## What to do
Locate the line that contains "Please put a point on each instance of the stone wall". Print it and each following line through the end of the listing, verbatim, and nothing more.
## START Input for this task
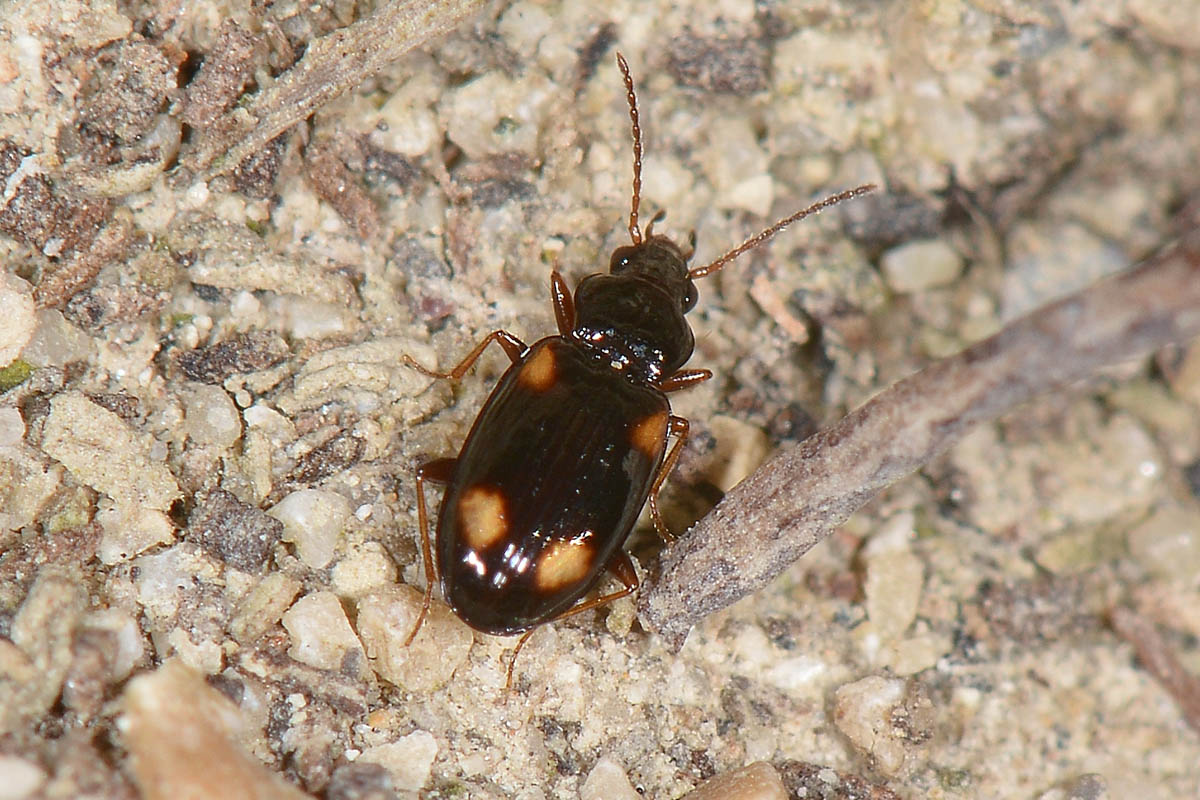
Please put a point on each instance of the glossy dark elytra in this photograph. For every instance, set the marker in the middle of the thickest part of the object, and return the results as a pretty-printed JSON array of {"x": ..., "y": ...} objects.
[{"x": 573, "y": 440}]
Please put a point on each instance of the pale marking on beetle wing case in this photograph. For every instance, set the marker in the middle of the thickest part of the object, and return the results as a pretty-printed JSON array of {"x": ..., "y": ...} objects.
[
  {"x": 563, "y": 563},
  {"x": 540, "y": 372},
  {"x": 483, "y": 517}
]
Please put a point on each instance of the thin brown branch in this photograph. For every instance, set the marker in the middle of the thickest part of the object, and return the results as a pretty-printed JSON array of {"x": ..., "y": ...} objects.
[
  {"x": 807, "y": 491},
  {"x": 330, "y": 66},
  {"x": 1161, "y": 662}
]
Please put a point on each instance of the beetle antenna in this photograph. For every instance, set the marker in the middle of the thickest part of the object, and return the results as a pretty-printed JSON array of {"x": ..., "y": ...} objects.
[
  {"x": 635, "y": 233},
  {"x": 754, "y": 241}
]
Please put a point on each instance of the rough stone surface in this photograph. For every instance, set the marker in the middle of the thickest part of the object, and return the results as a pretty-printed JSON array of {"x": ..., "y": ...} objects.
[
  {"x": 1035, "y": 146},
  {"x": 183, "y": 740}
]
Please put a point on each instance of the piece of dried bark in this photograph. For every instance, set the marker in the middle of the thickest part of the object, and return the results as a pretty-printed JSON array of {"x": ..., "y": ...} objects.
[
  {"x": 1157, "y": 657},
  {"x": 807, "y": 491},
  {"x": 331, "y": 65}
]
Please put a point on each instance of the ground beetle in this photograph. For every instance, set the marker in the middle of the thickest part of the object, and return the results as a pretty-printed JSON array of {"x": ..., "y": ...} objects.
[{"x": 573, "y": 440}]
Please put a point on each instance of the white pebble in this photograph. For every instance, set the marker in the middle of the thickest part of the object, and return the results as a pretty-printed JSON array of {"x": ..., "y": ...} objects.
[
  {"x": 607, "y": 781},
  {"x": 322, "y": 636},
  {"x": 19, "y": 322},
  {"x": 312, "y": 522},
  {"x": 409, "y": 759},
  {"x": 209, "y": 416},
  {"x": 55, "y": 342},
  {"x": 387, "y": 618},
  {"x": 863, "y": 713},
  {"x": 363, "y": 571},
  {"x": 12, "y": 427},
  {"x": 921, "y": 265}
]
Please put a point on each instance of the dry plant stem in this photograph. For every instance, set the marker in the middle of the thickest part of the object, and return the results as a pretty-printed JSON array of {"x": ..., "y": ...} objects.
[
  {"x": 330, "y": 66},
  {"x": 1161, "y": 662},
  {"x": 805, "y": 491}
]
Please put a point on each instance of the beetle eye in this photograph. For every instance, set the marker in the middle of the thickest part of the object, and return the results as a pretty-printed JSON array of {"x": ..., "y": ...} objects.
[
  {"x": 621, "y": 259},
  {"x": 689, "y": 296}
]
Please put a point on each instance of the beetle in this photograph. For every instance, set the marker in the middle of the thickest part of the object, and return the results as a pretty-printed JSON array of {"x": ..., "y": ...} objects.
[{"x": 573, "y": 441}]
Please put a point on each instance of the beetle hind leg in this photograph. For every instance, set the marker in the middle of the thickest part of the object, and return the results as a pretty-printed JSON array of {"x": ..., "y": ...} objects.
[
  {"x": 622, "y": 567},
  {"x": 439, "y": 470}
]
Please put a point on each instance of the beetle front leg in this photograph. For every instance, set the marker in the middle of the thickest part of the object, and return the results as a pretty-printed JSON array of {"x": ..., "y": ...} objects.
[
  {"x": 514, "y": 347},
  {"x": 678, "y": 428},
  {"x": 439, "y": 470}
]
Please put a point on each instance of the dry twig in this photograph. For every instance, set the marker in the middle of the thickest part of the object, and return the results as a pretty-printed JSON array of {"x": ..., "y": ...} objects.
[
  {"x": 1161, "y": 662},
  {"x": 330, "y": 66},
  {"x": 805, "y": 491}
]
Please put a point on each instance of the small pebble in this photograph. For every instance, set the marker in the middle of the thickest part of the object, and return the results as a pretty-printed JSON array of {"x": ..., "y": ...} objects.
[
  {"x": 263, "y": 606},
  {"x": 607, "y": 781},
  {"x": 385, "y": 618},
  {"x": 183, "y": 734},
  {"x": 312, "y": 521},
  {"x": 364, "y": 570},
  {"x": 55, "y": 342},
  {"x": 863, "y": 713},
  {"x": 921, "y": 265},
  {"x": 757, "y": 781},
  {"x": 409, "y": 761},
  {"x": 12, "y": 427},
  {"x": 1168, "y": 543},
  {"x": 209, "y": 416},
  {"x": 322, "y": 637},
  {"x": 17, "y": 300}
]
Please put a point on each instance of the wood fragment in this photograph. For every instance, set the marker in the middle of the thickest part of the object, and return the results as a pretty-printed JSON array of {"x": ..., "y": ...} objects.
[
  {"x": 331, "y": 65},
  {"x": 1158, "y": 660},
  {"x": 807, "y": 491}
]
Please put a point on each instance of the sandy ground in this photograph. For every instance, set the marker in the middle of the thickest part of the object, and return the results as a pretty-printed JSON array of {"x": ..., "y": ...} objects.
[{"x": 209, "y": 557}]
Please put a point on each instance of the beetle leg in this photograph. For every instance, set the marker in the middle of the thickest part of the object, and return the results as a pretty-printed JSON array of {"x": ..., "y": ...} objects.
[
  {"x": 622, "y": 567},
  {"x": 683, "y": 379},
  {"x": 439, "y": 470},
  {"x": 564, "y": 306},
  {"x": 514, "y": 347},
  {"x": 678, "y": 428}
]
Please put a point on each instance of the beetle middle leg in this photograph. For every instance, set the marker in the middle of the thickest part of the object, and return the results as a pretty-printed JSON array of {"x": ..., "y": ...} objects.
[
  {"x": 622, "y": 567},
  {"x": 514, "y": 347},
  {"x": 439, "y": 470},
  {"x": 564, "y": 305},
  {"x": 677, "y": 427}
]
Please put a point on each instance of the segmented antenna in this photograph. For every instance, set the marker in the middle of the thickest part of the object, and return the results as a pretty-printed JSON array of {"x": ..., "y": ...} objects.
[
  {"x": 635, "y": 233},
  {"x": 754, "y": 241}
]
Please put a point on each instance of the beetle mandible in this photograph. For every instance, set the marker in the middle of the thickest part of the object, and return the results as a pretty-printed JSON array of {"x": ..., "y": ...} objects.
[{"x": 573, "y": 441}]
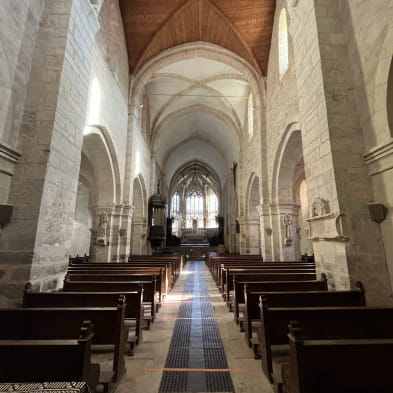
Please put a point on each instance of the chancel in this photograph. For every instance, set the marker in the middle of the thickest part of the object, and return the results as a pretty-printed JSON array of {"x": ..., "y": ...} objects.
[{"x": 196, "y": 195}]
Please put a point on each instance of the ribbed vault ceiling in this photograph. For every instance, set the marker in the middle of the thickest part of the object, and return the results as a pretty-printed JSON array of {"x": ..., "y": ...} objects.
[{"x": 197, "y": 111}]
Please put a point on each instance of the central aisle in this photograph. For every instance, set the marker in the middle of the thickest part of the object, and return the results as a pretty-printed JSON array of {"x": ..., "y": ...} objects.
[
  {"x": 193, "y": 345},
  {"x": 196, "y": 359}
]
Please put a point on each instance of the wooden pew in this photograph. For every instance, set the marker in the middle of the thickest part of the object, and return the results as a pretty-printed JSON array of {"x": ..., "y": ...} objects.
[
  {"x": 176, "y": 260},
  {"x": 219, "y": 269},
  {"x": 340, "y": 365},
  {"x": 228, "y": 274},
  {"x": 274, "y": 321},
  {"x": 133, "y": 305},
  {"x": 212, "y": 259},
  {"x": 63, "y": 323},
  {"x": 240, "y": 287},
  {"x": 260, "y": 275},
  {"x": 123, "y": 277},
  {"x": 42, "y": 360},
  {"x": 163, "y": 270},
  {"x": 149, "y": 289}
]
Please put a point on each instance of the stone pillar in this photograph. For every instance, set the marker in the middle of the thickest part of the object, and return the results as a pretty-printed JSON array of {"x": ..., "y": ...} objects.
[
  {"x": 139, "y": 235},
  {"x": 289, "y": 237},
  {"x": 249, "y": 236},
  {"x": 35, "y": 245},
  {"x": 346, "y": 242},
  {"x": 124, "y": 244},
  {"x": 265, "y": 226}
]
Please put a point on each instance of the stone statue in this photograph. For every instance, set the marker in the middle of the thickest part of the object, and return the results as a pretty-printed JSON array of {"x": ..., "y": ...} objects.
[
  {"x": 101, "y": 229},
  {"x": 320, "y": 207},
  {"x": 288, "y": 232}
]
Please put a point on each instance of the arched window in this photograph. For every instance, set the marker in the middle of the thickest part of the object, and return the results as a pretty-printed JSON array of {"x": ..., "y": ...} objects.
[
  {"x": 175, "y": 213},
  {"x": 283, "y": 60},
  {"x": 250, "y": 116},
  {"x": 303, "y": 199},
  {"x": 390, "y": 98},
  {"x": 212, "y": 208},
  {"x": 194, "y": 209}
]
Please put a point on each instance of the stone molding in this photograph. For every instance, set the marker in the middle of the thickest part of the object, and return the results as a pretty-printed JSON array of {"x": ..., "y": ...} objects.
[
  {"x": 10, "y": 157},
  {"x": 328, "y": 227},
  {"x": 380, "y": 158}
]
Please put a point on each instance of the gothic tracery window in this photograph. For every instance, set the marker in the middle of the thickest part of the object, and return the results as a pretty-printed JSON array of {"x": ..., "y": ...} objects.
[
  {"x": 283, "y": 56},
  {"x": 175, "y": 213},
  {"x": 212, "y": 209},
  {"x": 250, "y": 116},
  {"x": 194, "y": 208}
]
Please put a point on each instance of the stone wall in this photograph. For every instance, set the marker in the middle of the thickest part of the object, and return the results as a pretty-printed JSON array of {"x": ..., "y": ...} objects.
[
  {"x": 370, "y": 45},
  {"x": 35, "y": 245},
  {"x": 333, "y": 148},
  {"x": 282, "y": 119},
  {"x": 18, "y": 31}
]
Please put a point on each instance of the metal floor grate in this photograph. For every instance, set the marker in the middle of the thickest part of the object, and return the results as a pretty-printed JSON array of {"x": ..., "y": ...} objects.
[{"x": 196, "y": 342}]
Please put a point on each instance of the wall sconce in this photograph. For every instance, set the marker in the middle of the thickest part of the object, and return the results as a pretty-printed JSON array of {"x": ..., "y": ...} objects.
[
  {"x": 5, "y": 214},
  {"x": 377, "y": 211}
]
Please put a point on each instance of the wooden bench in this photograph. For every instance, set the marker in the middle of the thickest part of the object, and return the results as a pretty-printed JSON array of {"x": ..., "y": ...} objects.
## END Input for this task
## Result of this exercise
Please put a point on each instance of the stone wall in this photograph. For every instance, set the marker in the middle of the thickest part of the object, and return the results as a pretty-printed JSON array of {"x": ..., "y": ...} objects.
[
  {"x": 370, "y": 45},
  {"x": 35, "y": 245},
  {"x": 333, "y": 148},
  {"x": 282, "y": 119},
  {"x": 18, "y": 31}
]
Please put a point on each instance of the metal floor grate in this photograph. For every instance, set the marker in the middle of the thickest part of the object, and return the results as a pretty-printed JSON array of {"x": ..., "y": ...} objects.
[{"x": 196, "y": 342}]
Please put a point on each instance of the wall sconce in this photograph. For every instance, set the marker in the middle of the thickest part of the object, and return the results as a pretty-printed JSON array of {"x": ..., "y": ...} objects.
[
  {"x": 5, "y": 214},
  {"x": 377, "y": 211}
]
Please put a point on each instance of the wooden bench in this photograph. For every instance, set the marker in the middle of the thickest part of the object, and return the results as a pretty-printed JSON array of {"x": ..., "y": ...} objects.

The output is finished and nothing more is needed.